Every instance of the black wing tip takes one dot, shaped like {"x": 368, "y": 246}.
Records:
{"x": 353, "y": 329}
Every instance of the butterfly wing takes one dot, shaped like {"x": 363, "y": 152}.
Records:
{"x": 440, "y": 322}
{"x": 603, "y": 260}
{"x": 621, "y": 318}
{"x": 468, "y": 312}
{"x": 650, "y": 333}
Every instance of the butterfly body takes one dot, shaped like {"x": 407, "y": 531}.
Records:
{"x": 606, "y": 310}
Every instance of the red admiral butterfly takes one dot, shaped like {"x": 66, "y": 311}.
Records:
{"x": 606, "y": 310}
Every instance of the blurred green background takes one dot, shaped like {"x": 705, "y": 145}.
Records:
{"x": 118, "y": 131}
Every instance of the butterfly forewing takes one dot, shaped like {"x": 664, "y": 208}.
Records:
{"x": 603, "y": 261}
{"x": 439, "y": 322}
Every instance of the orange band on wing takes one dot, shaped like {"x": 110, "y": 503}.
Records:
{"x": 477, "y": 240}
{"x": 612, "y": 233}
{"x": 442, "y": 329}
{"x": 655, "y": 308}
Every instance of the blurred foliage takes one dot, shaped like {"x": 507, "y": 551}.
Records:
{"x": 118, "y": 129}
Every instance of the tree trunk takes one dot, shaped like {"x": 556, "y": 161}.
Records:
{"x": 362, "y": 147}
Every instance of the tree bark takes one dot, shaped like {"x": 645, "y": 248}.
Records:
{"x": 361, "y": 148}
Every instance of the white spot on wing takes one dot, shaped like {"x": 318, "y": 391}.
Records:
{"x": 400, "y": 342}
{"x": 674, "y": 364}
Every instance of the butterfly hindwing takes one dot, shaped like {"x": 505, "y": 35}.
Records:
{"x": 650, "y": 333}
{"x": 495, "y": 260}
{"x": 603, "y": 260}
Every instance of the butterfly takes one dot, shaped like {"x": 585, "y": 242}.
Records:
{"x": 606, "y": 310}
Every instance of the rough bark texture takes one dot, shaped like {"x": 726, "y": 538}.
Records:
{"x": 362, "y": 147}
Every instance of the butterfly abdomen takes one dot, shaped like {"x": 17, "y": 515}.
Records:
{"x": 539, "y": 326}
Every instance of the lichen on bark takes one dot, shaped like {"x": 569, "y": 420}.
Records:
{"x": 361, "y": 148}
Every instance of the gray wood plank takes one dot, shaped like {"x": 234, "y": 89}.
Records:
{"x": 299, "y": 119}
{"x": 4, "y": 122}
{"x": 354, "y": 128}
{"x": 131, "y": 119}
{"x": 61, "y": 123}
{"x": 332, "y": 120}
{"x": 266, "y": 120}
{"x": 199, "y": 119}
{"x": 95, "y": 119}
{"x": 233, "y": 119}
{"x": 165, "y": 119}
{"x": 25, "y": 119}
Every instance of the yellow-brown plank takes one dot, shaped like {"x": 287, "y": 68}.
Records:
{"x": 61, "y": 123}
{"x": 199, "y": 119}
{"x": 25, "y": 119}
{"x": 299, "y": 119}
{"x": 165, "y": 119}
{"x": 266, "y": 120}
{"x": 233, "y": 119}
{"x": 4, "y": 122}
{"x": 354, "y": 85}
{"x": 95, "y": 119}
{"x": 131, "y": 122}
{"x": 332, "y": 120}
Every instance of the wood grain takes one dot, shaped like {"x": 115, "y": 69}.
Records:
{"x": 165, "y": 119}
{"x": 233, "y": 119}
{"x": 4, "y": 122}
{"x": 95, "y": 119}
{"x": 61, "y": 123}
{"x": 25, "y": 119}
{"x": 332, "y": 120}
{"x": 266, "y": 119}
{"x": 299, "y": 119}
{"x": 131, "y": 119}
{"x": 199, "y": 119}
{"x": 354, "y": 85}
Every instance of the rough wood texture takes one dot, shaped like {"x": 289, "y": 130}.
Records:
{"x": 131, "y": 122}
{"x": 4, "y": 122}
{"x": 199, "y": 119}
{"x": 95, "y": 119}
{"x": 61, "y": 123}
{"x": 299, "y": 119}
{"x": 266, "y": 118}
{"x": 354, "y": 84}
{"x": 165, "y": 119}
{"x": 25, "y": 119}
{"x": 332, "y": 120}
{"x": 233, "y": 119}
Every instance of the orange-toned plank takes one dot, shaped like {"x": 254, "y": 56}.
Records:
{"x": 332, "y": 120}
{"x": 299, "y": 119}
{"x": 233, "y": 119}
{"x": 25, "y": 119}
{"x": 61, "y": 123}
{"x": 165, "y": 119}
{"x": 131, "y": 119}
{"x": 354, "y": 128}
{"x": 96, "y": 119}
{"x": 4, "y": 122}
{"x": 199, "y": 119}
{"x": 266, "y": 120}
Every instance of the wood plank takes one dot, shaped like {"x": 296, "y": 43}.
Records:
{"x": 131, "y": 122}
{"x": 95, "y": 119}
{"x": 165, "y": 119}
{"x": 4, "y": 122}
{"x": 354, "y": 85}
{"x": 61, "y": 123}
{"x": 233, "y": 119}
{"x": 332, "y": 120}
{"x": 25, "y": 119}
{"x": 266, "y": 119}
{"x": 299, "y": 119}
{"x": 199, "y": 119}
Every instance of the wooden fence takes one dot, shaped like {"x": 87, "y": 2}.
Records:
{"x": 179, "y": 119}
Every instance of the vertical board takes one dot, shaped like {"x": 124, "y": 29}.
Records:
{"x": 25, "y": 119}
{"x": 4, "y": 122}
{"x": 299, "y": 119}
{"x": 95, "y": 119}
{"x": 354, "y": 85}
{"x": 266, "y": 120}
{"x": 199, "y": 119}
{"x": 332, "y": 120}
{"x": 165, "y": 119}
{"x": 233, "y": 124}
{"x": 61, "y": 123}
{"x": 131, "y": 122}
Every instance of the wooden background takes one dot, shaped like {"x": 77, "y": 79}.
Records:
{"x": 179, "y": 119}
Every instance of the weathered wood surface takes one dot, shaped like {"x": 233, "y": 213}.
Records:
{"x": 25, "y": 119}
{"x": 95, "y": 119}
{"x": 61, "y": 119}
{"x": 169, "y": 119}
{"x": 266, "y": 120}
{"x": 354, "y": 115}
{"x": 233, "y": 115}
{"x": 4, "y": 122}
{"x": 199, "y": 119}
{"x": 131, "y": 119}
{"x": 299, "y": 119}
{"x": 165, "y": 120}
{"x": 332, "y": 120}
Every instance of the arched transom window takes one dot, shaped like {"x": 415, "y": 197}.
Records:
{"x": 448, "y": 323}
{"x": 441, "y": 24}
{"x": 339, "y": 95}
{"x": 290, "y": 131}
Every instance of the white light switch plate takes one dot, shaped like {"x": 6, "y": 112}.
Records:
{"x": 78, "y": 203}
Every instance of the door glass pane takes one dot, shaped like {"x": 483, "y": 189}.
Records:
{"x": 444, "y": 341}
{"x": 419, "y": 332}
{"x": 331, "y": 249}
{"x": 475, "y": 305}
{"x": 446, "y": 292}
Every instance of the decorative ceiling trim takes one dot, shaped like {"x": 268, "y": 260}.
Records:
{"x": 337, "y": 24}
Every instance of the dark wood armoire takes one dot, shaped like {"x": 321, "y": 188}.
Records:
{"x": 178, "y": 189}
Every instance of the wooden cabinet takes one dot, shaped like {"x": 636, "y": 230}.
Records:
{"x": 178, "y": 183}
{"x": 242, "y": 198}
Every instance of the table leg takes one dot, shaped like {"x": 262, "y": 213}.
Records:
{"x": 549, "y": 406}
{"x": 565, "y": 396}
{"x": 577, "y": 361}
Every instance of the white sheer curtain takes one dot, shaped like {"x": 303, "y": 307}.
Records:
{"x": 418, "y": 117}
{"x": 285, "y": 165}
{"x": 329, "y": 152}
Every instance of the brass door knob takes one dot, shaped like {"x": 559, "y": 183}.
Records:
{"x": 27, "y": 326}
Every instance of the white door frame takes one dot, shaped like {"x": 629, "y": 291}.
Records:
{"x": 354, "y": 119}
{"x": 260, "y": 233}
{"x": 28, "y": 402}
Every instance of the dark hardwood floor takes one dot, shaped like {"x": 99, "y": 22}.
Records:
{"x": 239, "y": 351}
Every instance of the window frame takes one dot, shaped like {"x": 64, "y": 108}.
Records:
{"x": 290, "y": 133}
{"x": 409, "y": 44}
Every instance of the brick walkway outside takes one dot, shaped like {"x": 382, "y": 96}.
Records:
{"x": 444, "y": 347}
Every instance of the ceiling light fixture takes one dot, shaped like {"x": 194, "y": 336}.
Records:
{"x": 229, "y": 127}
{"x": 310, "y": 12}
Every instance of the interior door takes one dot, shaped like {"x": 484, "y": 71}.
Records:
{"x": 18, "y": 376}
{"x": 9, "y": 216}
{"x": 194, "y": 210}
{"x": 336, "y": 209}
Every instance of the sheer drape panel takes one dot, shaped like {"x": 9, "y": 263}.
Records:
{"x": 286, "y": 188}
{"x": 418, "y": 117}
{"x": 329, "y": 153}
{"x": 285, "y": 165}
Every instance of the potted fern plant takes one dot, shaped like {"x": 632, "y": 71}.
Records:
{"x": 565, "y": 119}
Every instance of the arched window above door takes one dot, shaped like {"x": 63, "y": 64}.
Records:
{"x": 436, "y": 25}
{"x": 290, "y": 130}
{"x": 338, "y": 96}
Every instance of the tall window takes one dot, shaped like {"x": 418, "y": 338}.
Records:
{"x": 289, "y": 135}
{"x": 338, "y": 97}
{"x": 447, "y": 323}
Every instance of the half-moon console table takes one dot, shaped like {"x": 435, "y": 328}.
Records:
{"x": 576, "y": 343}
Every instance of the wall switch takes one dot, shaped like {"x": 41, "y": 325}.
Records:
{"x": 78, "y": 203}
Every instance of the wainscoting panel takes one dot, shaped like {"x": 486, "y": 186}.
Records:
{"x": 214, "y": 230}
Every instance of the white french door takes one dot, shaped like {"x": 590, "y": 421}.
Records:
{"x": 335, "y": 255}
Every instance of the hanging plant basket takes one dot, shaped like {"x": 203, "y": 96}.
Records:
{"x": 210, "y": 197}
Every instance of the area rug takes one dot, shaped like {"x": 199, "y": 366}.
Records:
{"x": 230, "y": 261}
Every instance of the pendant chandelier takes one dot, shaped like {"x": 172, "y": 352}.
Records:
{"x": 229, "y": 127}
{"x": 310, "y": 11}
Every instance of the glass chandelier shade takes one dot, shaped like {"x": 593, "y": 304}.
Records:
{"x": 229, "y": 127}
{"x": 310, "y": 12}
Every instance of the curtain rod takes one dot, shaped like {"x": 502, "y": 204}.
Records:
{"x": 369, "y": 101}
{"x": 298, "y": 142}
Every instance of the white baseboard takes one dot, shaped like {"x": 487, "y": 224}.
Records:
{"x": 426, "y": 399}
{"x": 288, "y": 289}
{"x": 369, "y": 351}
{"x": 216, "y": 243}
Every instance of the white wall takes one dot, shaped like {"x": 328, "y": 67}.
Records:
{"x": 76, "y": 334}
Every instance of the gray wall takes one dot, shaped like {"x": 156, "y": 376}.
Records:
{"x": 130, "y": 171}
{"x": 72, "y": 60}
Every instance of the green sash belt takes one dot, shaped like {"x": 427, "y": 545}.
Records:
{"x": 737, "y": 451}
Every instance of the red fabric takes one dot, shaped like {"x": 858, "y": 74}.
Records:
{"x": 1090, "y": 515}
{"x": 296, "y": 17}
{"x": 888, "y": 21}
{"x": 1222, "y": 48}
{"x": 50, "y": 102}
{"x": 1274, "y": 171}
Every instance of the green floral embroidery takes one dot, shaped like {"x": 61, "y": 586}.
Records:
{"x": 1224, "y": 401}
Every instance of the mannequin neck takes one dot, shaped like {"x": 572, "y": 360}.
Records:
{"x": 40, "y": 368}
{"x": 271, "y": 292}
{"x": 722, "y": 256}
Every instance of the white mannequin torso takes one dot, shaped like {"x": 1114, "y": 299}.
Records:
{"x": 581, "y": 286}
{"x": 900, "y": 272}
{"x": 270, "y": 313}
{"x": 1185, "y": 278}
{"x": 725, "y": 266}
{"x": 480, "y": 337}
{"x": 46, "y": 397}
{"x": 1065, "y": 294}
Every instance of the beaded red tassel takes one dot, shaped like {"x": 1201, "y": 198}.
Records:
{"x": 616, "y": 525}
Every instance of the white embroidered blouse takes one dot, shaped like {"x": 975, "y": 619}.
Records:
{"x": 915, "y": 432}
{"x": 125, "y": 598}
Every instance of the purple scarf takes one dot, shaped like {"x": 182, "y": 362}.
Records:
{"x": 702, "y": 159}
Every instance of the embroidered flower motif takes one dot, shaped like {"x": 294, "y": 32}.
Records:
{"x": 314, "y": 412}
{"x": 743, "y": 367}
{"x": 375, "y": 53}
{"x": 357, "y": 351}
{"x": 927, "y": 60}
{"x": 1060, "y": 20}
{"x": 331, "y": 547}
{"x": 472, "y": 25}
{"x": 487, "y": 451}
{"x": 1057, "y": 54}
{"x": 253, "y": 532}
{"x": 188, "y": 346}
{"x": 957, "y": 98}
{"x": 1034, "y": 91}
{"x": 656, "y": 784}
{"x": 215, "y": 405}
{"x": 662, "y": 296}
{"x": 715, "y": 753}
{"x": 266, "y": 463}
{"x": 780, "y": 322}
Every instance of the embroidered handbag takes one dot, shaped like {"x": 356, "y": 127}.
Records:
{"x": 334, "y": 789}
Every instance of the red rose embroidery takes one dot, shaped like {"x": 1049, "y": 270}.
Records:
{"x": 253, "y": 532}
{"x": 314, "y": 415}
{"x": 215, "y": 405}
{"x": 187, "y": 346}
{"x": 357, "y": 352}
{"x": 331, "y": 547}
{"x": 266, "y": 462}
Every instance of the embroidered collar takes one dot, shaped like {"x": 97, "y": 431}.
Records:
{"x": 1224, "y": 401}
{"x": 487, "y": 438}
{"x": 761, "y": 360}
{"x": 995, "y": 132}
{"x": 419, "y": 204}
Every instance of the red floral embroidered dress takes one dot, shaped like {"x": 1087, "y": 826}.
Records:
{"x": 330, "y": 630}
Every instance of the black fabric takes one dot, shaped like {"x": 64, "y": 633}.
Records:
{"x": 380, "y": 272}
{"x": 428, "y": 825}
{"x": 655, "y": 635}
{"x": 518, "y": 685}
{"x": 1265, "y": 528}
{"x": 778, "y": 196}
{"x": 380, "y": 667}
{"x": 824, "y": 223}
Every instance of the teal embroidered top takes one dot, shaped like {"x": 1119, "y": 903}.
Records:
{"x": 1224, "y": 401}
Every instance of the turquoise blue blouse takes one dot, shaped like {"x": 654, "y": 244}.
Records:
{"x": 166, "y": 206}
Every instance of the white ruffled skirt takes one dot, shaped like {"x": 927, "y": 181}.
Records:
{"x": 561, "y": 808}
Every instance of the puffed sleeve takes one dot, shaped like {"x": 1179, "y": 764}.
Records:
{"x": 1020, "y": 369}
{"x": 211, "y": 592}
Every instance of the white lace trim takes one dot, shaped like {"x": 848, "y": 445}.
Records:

■ Problem requirements ■
Put the listing from the line with "Every instance of the puffed" through the end of the listing into a JSON list of strings, one string per line, with blank lines omitted.

■ Full answer ■
[
  "Every instance of the puffed sleeve takes one dot, shaped like {\"x\": 1179, \"y\": 764}.",
  "Records:",
  "{\"x\": 1020, \"y\": 369}",
  "{\"x\": 211, \"y\": 592}",
  "Every instance of the white lace trim takes one dot, shaped like {\"x\": 848, \"y\": 445}.",
  "Records:"
]